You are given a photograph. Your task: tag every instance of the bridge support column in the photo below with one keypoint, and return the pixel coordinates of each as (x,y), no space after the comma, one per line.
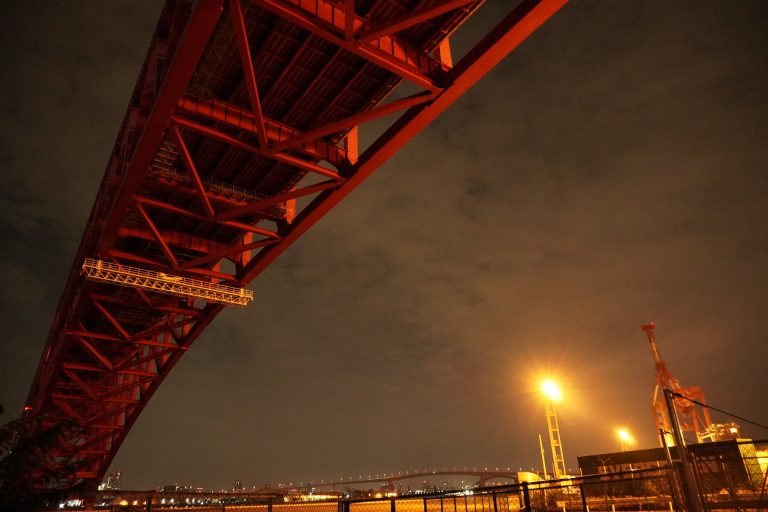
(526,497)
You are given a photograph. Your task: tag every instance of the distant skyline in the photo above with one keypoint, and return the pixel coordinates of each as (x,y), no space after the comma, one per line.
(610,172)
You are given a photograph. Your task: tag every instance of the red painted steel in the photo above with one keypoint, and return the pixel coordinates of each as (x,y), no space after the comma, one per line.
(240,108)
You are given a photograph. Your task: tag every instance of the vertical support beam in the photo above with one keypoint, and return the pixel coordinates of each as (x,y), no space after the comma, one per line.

..........

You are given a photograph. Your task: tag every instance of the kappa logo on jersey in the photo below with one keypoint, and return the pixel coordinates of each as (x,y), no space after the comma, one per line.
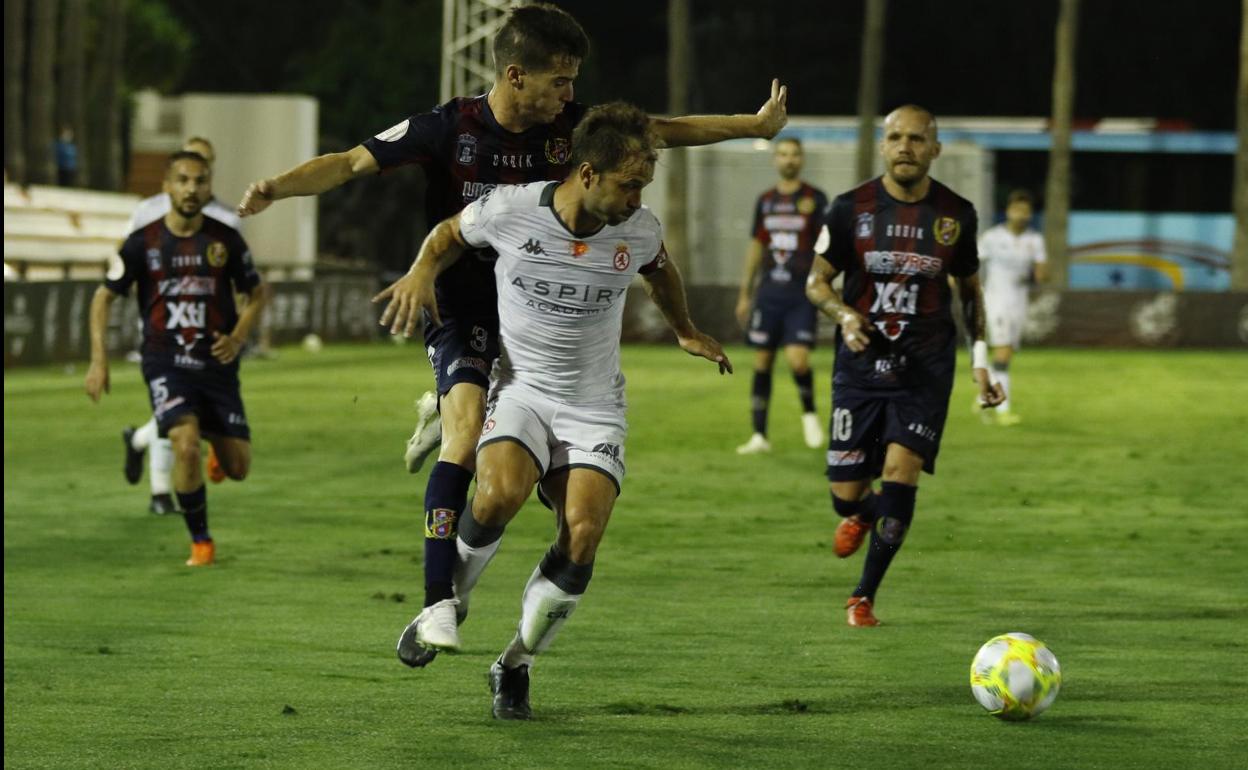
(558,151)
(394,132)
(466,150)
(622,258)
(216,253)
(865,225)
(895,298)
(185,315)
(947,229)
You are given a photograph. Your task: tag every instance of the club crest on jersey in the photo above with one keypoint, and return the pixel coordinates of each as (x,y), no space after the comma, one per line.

..........

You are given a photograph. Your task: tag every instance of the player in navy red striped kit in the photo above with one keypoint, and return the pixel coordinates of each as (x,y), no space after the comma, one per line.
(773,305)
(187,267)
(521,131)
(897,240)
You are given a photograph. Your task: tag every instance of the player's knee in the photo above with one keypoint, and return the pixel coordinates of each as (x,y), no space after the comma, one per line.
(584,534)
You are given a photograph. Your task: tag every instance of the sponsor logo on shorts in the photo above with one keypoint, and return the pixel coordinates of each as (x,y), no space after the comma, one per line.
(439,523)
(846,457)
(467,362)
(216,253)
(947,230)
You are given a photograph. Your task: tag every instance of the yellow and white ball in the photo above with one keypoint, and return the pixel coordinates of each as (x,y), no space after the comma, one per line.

..........

**Task instructions:**
Count the lines in the data above that contain the string "support", matching case exactly. Reply with the number alone.

**Exercise solution:**
2